WHAT TO DO:
An exact copy of the lines from the one containing "Can you see the blue egg" through the final line of the records is the only acceptable answer.

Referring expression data

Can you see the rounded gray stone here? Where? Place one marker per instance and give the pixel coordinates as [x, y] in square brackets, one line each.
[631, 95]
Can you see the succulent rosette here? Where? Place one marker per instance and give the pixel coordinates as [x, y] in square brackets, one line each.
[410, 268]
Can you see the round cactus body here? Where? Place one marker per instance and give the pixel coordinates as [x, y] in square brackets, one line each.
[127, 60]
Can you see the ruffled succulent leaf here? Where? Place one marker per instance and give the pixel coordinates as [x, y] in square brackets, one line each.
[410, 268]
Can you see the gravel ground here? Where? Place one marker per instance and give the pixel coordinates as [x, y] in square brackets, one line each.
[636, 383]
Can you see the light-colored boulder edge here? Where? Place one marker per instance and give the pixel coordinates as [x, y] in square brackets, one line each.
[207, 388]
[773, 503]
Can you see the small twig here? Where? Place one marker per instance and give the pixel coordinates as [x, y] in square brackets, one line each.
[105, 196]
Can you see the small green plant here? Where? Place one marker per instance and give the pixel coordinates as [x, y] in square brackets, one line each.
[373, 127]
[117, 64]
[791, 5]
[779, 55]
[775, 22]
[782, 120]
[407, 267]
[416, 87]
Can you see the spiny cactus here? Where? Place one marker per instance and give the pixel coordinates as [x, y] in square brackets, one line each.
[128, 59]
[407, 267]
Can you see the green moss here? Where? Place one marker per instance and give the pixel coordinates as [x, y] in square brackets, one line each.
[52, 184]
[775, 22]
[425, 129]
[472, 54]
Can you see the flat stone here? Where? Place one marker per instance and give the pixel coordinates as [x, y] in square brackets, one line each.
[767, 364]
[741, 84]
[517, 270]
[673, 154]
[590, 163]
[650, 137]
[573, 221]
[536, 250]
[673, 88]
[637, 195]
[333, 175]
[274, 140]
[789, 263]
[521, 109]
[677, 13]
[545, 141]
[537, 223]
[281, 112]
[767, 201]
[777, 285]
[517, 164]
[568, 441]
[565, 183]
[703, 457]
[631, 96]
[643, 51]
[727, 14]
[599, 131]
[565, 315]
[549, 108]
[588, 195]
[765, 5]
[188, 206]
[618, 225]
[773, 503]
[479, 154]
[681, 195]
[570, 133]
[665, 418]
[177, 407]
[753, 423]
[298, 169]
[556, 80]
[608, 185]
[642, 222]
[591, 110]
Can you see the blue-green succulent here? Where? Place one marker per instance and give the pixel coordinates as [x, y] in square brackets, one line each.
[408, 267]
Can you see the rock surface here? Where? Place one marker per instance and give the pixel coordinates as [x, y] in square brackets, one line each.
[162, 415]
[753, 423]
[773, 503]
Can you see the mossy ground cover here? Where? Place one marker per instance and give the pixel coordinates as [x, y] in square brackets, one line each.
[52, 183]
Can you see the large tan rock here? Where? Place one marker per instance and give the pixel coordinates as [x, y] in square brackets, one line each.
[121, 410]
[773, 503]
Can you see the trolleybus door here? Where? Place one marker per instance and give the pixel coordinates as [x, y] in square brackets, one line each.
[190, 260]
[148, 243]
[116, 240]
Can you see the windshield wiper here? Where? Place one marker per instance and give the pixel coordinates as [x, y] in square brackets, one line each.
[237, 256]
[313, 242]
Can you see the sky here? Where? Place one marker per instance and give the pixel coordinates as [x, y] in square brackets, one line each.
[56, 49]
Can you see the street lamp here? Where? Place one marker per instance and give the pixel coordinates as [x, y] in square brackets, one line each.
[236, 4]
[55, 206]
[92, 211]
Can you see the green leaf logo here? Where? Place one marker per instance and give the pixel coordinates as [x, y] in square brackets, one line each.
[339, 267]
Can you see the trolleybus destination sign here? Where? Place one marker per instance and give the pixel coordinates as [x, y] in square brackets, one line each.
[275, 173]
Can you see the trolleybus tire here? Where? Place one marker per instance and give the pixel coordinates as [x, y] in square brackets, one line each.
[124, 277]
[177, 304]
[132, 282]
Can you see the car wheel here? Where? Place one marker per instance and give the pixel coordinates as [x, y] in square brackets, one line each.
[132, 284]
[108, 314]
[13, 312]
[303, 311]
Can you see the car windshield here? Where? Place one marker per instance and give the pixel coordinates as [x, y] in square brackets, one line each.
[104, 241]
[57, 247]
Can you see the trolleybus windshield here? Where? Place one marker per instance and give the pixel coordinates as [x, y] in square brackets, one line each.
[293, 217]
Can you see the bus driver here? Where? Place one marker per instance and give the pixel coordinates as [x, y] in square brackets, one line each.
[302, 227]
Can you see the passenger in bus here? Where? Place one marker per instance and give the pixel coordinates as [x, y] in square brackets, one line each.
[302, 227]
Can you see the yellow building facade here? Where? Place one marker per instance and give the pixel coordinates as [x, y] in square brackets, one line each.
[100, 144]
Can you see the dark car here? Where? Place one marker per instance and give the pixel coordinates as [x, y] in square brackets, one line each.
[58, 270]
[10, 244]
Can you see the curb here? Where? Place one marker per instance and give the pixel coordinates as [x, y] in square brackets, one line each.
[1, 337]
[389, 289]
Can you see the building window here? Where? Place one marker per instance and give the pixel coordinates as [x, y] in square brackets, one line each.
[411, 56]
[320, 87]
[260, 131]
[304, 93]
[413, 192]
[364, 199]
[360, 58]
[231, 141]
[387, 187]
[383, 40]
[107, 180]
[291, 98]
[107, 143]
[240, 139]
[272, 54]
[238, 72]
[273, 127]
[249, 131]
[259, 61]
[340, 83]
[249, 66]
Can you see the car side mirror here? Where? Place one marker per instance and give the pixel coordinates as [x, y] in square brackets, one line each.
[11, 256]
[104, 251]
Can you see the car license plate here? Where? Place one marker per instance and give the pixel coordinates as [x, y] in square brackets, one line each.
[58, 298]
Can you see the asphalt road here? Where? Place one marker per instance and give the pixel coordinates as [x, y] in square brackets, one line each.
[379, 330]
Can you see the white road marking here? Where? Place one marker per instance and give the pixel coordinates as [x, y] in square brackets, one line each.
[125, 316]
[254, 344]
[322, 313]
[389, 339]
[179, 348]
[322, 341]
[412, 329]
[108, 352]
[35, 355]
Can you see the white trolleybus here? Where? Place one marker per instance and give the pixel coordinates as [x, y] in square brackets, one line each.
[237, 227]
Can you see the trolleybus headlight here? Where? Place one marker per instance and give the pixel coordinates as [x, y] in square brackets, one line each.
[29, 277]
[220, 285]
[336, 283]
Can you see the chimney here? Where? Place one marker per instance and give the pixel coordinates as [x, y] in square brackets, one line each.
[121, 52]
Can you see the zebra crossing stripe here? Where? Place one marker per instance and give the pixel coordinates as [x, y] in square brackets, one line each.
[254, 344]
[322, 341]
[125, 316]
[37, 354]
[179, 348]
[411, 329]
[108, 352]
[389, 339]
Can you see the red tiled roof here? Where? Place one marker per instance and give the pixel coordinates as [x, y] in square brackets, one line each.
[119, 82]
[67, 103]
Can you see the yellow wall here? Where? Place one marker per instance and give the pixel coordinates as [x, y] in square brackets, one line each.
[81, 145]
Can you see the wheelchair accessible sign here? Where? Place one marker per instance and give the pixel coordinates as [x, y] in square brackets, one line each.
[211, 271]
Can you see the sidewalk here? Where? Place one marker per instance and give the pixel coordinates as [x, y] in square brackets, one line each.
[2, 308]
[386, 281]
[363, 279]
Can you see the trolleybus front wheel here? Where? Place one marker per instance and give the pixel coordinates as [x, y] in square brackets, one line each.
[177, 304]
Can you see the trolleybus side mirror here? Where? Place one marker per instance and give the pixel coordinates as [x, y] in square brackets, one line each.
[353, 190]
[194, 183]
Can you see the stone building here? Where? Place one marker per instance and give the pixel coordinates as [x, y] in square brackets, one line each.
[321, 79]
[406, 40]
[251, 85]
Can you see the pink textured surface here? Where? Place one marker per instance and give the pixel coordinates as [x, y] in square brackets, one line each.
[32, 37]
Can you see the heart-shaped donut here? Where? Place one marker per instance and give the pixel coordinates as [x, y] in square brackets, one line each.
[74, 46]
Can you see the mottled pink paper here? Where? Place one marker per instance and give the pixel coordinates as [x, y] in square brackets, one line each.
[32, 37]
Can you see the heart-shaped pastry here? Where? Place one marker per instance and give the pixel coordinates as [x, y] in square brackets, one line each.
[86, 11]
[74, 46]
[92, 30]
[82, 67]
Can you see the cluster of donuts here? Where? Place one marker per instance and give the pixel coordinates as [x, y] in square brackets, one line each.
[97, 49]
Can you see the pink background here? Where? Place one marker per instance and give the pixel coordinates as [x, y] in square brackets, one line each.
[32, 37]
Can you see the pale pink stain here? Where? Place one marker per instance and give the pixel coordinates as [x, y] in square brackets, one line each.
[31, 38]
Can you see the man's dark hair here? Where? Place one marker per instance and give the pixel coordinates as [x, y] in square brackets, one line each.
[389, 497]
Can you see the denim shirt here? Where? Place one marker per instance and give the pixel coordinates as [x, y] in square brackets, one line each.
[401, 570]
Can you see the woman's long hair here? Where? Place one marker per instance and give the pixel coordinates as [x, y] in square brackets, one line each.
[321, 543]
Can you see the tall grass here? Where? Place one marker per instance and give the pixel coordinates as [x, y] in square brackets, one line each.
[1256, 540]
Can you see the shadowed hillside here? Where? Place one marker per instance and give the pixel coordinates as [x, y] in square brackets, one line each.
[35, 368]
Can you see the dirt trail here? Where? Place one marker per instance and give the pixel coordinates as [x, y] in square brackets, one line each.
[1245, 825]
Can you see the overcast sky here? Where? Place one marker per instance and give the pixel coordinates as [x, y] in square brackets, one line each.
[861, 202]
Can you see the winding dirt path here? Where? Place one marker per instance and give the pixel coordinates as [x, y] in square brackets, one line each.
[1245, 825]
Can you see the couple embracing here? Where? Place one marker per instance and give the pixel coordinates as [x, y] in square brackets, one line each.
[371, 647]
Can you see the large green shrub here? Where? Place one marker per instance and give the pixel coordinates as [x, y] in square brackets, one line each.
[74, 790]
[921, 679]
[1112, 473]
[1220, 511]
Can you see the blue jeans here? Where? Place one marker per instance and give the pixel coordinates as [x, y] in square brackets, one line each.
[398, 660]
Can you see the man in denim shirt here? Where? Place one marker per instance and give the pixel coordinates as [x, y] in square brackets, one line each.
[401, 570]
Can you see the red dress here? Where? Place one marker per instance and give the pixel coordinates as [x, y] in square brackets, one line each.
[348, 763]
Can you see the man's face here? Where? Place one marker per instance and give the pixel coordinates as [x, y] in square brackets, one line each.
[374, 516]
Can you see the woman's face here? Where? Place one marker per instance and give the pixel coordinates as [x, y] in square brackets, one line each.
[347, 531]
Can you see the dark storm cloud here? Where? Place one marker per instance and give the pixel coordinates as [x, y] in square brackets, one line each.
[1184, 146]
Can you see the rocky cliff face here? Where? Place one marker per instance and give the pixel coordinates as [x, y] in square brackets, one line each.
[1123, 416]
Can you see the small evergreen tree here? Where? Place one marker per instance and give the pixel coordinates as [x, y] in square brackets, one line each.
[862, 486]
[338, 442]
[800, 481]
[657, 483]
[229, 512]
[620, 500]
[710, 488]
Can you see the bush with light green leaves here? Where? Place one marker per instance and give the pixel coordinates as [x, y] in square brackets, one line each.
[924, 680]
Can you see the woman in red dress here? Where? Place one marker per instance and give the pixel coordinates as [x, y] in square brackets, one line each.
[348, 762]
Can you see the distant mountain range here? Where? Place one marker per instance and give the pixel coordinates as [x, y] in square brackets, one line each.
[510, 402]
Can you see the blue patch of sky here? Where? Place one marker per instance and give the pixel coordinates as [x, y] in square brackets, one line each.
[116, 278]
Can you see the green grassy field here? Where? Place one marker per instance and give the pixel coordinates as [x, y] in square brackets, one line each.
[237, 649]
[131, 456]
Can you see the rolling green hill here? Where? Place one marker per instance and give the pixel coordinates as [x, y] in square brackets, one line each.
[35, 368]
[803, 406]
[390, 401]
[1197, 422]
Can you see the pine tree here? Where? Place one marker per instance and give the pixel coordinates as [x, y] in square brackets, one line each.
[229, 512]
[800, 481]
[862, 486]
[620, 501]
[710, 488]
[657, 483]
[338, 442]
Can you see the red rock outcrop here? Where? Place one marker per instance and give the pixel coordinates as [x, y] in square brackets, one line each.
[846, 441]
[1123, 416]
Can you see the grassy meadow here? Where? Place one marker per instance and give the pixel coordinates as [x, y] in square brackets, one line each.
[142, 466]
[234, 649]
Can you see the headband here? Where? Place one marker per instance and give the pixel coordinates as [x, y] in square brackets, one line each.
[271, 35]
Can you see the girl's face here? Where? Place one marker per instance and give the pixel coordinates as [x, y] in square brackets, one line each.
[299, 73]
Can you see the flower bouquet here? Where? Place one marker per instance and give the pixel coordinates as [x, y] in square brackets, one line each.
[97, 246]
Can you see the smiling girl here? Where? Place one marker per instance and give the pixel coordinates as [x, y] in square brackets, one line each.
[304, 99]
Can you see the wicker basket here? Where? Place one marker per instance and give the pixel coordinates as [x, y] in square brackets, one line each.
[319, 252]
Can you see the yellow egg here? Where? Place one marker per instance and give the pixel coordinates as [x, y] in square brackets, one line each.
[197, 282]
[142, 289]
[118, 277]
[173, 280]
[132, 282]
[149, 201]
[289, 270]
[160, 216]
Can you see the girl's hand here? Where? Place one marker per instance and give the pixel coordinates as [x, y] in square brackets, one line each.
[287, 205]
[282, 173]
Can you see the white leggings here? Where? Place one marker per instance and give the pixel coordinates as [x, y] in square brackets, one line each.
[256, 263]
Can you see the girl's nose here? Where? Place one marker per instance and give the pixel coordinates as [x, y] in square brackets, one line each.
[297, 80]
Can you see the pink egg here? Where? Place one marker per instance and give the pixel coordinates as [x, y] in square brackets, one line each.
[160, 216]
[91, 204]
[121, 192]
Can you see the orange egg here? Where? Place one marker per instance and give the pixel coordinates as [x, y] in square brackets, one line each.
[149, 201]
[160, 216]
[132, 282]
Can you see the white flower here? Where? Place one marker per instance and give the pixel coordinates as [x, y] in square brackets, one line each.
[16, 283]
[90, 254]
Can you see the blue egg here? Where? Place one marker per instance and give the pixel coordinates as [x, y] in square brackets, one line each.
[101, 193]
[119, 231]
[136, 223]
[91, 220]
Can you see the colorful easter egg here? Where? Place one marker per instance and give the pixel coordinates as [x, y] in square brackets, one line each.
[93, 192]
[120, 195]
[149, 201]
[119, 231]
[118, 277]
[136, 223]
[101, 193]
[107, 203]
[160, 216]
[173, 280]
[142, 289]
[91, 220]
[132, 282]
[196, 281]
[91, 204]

ANSWER BOX:
Can you see the blue egg here? Where? Place one marker per instance and give the pixel coordinates as [x, y] in square brackets, one line each.
[101, 193]
[119, 231]
[136, 223]
[91, 220]
Can you see the colorful easter egg here? Where? Place one marker per instance and give the pixel coordinates as [x, y] in square brackets, one line each.
[93, 192]
[120, 195]
[149, 201]
[119, 231]
[118, 277]
[136, 223]
[101, 193]
[107, 203]
[160, 216]
[173, 280]
[142, 289]
[91, 220]
[132, 282]
[196, 281]
[91, 204]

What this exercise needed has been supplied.